- **Kurze Aufgabe 1**:
Wie viele Spiele musste Alba laut dem Text über Alba und die Euroleague im November bestreiten?
- **Kurze Aufgabe 2**:
Schreiben Sie die Fortsetzung des Textes über Alba und die Euroleague im Anschluss an dessen letzten Satz.

- **Vorliegender Text**:
________

Planungssicherheit für die Topvereine
Alba-Geschäftsführer Marco Baldi wollte die Chancen nicht beziffern, aber er betonte: „Wir wollen da spielen, wo das höchste Niveau ist." Und das ist zweifelsfrei die Euroleague, das musste das junge Team bei seinem Comeback in einigen Spielen auch schmerzhaft erfahren. Beim jüngsten 69:62 gegen Zalgiris Kaunas, dem vierten Sieg im elften Spiel, bewies die Mannschaft von Trainer Aito Garcia Reneses aber, dass sie auch sportlich in die Euroleague gehört. „Es war wahnsinnig intensiv", sagte Baldi über das packende Spiel mit dem positiven Ausgang für Berlin. „Ich liebe das." Coach Reneses hätte jedoch nichts dagegen, wenn seine Mannschaft in diesen stressigen Tagen auch mal einen Sieg leicht und locker nach Hause bringen könnte. Im November musste Alba elf Spiele bestreiten, dreimal auswärts anreisen, die Spieler hatten nur fünf freie Tage und nur dreimal ein reguläres Training. Der Dezember wird trotz der Feiertage kaum weniger intensiv, für Alba stehen insgesamt neun Pflichtspiele auf dem Programm. Vor den Spielen in der Euroleague am Freitag (6. Dezember) gegen den türkischen Vertreter Fenerbahce Istanbul und in der Liga am Sonntag (8. Dezember) bei Medi Bayreuth gab Trainer Reneses seinen spiel- und reisegestressten Profis zwei Tage frei.

________

- **Einträge zur Koordinatenannotation**:
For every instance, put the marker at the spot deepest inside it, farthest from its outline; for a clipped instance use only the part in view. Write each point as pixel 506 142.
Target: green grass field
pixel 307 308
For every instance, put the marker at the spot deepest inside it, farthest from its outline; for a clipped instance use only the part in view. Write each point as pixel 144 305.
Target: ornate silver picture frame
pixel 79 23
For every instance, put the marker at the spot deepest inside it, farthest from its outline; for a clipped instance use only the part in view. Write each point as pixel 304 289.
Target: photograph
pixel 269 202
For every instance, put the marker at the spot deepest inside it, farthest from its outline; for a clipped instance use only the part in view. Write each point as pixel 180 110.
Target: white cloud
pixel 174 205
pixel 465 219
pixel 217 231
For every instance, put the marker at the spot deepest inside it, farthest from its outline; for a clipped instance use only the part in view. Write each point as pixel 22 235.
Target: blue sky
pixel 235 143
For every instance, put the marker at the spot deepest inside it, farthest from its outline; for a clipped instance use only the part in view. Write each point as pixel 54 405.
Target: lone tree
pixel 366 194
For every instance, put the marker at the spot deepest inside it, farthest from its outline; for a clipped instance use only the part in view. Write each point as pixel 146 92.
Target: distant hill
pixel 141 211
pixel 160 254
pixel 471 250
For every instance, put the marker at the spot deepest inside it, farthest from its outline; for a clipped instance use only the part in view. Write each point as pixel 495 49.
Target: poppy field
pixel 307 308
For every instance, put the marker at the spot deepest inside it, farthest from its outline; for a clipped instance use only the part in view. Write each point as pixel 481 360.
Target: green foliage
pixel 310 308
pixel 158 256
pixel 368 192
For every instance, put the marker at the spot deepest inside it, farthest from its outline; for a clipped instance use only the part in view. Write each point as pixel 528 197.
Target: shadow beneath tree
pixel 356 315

________

- **Erwartete Ausgabe 1**:
Elf Spiele.

- **Erwartete Ausgabe 2**:
Nicht nur die Berliner stöhnen über diese extreme Doppelbelastung. Eine Reform der Euroleague-Vorrunde, die von den 18 Teams nicht in Gruppen, sondern in einer Liga mit insgesamt 34 Spielen für jede Mannschaft ausgetragen wird, schließen die Bosse aber aus. „Wir sprechen über Spiele mit rund 10.000 Zuschauern – das kann kein anderer Wettbewerb bieten", sagte Bertomeu. „Ich bin nicht dafür, solche Spiele zu reduzieren."
Die Folge: Durch die zunehmende Überbelastung und die immer kürzere Regenerationszeit nehmen bei den Spielern die Verletzungen zu. Auch Alba hatte in dieser Saison schon viele Ausfälle zu beklagen, vor allem das Fehlen von Peyton Siva hatte sich auf dem Parkett bemerkbar gemacht. Der Spielmacher ist nach seiner Muskelverletzung im linken Oberschenkel zwar mittlerweile zurück, doch der Alte ist er längst noch nicht wieder. Bei seinem Comeback in Bonn (90:87) nahm der US-Amerikaner, der bei Alba der „Unterschiedsspieler" sein soll, keinen einzigen Wurf. Und seine beiden Freiwürfe verwarf der 29-Jährige. „Er muss sich erst wieder langsam herantasten", sagte Sportdirektor Himar Ojeda. „Er ist aber einer der Köpfe des Teams und ist wieder in der Lage zu spielen, mehr noch nicht."
Zwei Tage später in der Euroleague gegen Zalgiris Kaunas trat Siva schon deutlich spielfreudiger auf. Er erzielte nicht nur vier Punkte und sechs Assists, sondern verschaffte Aufbauspieler Martin Hermannsson auch die notwendigen Verschnaufpausen. Der Isländer wirkte als Alleinunterhalter im Spielaufbau zuletzt etwas überspielt und unkonzentriert. „Es ist gut, dass Peyton zurück ist, denn die vergangenen drei Wochen waren sehr anstrengend", gab Hermannsson zu.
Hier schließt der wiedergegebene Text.